##### MATERIAL PROVIDED
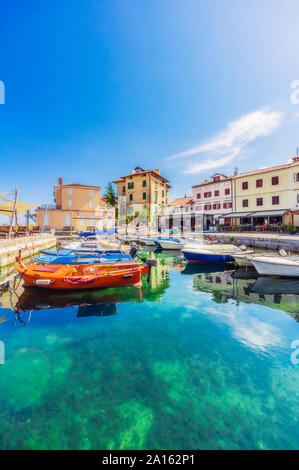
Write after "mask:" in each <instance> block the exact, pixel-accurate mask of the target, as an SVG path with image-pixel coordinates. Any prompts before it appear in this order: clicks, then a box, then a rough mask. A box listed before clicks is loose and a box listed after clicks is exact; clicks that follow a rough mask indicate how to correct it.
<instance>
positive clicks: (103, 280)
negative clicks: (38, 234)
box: [17, 263, 147, 290]
mask: <svg viewBox="0 0 299 470" xmlns="http://www.w3.org/2000/svg"><path fill="white" fill-rule="evenodd" d="M17 270H18V272H19V274H20V275H21V276H22V278H23V280H24V286H25V287H29V286H34V287H41V288H47V289H58V290H82V289H105V288H108V287H128V286H140V285H141V281H142V274H143V273H145V272H147V268H146V267H145V266H143V265H140V264H127V265H126V264H125V263H123V264H118V265H113V266H112V265H80V266H79V265H76V266H61V265H47V266H43V265H40V266H38V265H29V266H19V267H17Z"/></svg>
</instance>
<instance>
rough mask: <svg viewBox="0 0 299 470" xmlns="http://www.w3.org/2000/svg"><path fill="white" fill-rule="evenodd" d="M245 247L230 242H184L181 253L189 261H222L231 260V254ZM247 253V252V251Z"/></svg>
mask: <svg viewBox="0 0 299 470" xmlns="http://www.w3.org/2000/svg"><path fill="white" fill-rule="evenodd" d="M244 250H246V247H245V246H244V245H243V246H242V247H240V248H239V247H237V246H235V245H231V244H227V245H226V244H214V245H208V244H193V243H191V244H186V245H184V246H183V248H182V253H183V255H184V256H185V258H186V259H187V261H188V262H189V263H223V262H227V261H233V255H234V254H236V253H243V252H244ZM247 253H249V252H247Z"/></svg>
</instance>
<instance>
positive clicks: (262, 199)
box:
##########
_WHAT YOU NEED TO DO_
Copy out every line of the records above word for word, leaving out the pictures.

_PROBLEM SOLUTION_
Write after "mask:" in each <instance> block the exact, pixel-accurate mask of the target, as an SVG path with image-pixel coordinates. Any prompts before it appear in this order: clicks, then a box, then a rough mask. A box listed before clicks is loose and a box listed after clicks is exact; clicks that follow a rough mask indicate how to correct it.
<instance>
positive clicks: (103, 280)
negative clicks: (38, 234)
box: [17, 263, 147, 290]
mask: <svg viewBox="0 0 299 470" xmlns="http://www.w3.org/2000/svg"><path fill="white" fill-rule="evenodd" d="M17 270H18V272H19V274H20V275H21V276H22V278H23V280H24V286H25V287H29V286H34V287H41V288H47V289H58V290H82V289H105V288H108V287H128V286H140V285H141V281H142V274H143V273H145V272H147V268H146V267H145V266H143V265H140V264H127V265H126V264H125V263H123V264H118V265H113V266H112V265H80V266H79V265H76V266H61V265H47V266H43V265H40V266H38V265H29V266H19V267H17Z"/></svg>
</instance>
<instance>
rough mask: <svg viewBox="0 0 299 470" xmlns="http://www.w3.org/2000/svg"><path fill="white" fill-rule="evenodd" d="M245 247L230 242H184L181 253L189 261H222L231 260V254ZM247 253V252V251Z"/></svg>
mask: <svg viewBox="0 0 299 470" xmlns="http://www.w3.org/2000/svg"><path fill="white" fill-rule="evenodd" d="M244 250H246V247H245V246H244V245H243V246H242V247H240V248H239V247H237V246H235V245H231V244H227V245H226V244H214V245H208V244H193V243H191V244H186V245H184V246H183V248H182V253H183V255H184V256H185V258H186V259H187V261H188V262H189V263H223V262H227V261H233V255H234V254H236V253H243V252H244ZM247 253H249V252H247Z"/></svg>
</instance>
<instance>
positive clicks: (262, 199)
box:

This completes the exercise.